**Extracted records:**
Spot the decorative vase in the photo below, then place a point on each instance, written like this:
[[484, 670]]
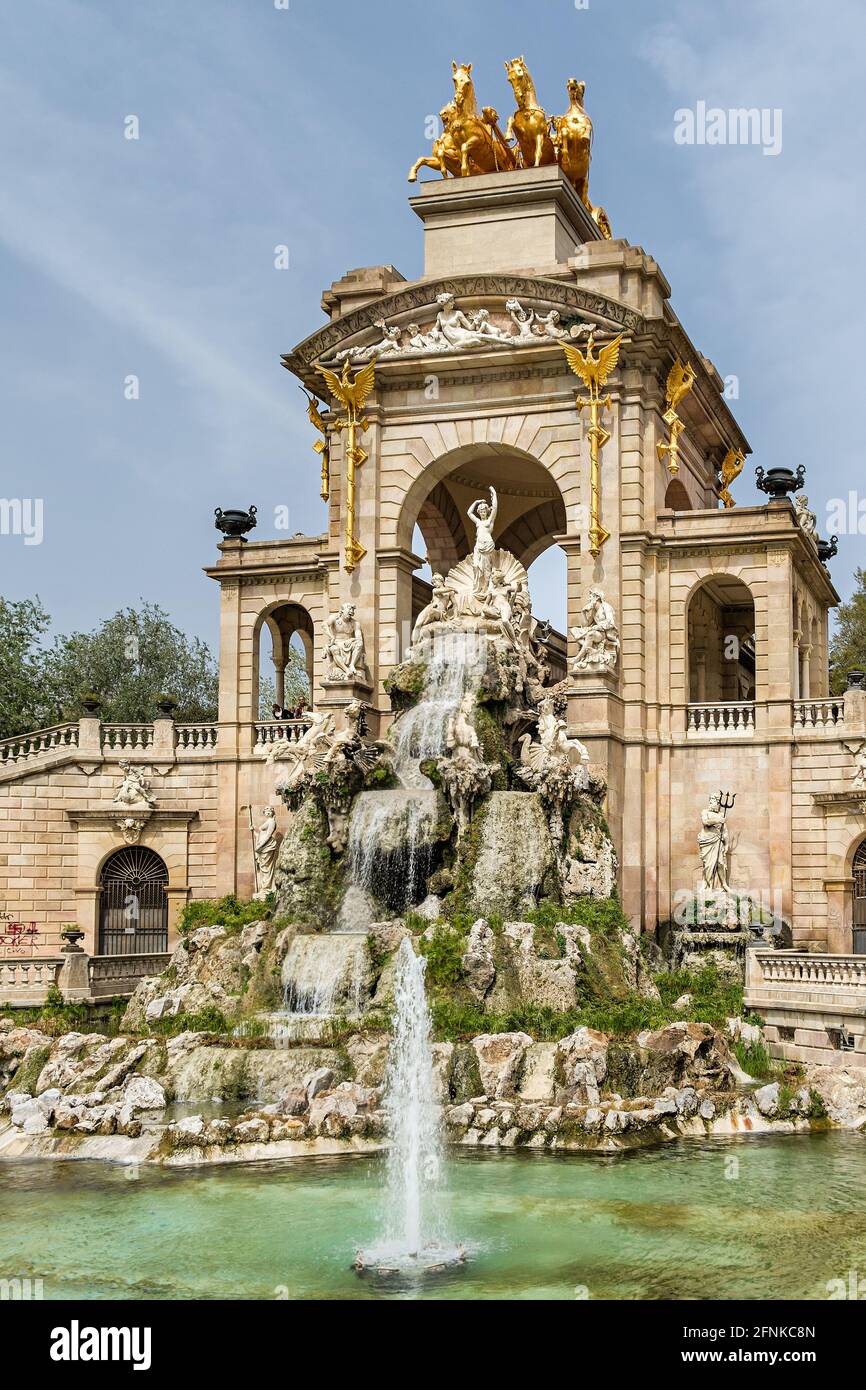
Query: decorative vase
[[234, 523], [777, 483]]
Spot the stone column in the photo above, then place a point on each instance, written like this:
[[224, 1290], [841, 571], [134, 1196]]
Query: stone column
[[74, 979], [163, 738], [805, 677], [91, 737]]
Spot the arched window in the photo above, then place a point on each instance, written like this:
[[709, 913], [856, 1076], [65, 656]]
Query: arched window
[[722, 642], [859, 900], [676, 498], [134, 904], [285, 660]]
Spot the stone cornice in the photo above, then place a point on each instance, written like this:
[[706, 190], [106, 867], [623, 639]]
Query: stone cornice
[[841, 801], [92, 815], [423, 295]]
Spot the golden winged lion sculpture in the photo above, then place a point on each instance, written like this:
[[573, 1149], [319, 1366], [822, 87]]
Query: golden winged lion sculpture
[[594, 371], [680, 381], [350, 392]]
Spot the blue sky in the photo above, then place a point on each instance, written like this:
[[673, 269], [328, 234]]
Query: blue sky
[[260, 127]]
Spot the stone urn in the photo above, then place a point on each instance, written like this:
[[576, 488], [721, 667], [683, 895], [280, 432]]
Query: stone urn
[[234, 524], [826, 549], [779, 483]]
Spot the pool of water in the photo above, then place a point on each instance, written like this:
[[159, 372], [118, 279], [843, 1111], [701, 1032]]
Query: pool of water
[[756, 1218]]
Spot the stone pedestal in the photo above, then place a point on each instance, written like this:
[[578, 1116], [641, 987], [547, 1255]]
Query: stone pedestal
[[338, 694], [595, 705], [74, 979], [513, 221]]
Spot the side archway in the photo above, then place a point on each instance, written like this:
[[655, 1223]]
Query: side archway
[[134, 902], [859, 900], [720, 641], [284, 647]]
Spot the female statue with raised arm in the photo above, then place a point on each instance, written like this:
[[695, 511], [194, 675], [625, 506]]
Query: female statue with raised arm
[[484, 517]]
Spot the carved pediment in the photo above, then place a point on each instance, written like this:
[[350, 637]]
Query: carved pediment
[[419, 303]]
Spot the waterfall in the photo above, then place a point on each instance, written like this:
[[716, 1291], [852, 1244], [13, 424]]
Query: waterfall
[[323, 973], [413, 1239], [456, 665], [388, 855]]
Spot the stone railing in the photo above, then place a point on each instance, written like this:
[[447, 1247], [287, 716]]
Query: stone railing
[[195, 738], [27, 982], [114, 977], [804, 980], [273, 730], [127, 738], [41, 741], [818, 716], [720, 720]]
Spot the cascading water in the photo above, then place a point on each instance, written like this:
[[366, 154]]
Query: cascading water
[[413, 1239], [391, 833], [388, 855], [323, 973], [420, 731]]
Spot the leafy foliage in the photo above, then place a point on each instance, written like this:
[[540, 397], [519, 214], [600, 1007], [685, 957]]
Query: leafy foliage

**What you should do:** Output every one of the lines above as a numbered list, skipping blank lines and omitting the pictures.

**Written response:**
1. Spot the decorative vase in the photo below, then place a point on each instance, written like this:
2. [[484, 670]]
3. Query: decorative vase
4. [[234, 523], [777, 483]]
5. Spot the stone column in the photo above, then place a point on each instance, written like this:
6. [[224, 1290], [841, 571], [134, 1196]]
7. Query: stone column
8. [[74, 979], [163, 738], [805, 677], [91, 737]]
9. Spot the arched window in the photo above, then place a point on each instance, written like this:
10. [[709, 913], [856, 1076], [65, 656]]
11. Query: arched window
12. [[722, 642], [859, 900], [676, 498], [134, 904], [285, 660]]
13. Spot the stone cornice in the photo above, then place a point on each instance, written like this:
14. [[706, 190], [106, 867], [623, 639]]
15. Query: stone cornice
16. [[841, 801], [92, 815], [423, 295]]
17. Spot the golden winged lion sculpture in the photo above, then place a point on each instance, written like this:
18. [[573, 1149], [319, 1366], [822, 87]]
19. Query: golden winged lion sculpture
20. [[594, 371], [680, 381], [350, 392]]
21. Spot the blue sky in the photo above, then place a point on each instance, written like this:
22. [[673, 269], [328, 234]]
23. Query: blue sky
24. [[260, 127]]
25. Spot the stone urn in the photo above, then place a point on each instance, written like this:
26. [[576, 488], [721, 667], [683, 895], [280, 432]]
27. Query: stone urn
28. [[234, 524], [826, 549], [779, 483]]
29. Spot the pool of water in the photo above, then place a point on each instance, written like this:
30. [[159, 372], [118, 279], [843, 1111], [701, 1032]]
31. Query: pool of water
32. [[756, 1218]]
33. Spot the stone pedestal in the photo above, then place a point on each instance, written like this:
34. [[578, 1116], [641, 987], [547, 1255]]
35. Query: stone pedestal
36. [[338, 694], [595, 705], [74, 979], [513, 221]]
37. Spot the side archway in the photo above, then place a point on each instance, written like this:
38. [[655, 1223]]
39. Query: side archway
40. [[134, 902], [859, 900], [720, 641], [284, 647]]
41. Spot the female statue with raised arm in the photo above, then place a point on each instance, written like this:
42. [[695, 511], [194, 675], [625, 506]]
43. Query: female statue with raised arm
44. [[484, 517]]
45. Spot the carved pediment in the photo above, then place a point on each instance, written like this:
46. [[350, 637]]
47. Query: carved pediment
48. [[419, 303]]
49. Spot the waterfall in the photo above, then place a point on each instance, written like this:
50. [[716, 1291], [852, 1244], [13, 424]]
51. Query: waterfall
52. [[323, 973], [413, 1239], [456, 665], [388, 855]]
53. Spot the stone railing in the photo above, then place a point on each instance, written like this:
54. [[447, 1247], [287, 716]]
55. Query: stone railing
56. [[195, 738], [27, 982], [114, 977], [804, 980], [273, 730], [127, 738], [41, 741], [818, 716], [720, 720]]
57. Spot the cascading water in the photo above, then place a point on each instance, written like this:
58. [[366, 154]]
59. Query: cascading water
60. [[413, 1239], [391, 833], [388, 855], [323, 973], [420, 731]]
61. Spot the leafy foliage in the photo above, then place a point on each instance, written like this:
62. [[540, 397], [519, 214], [600, 1007], [685, 957]]
63. Query: leafy foliage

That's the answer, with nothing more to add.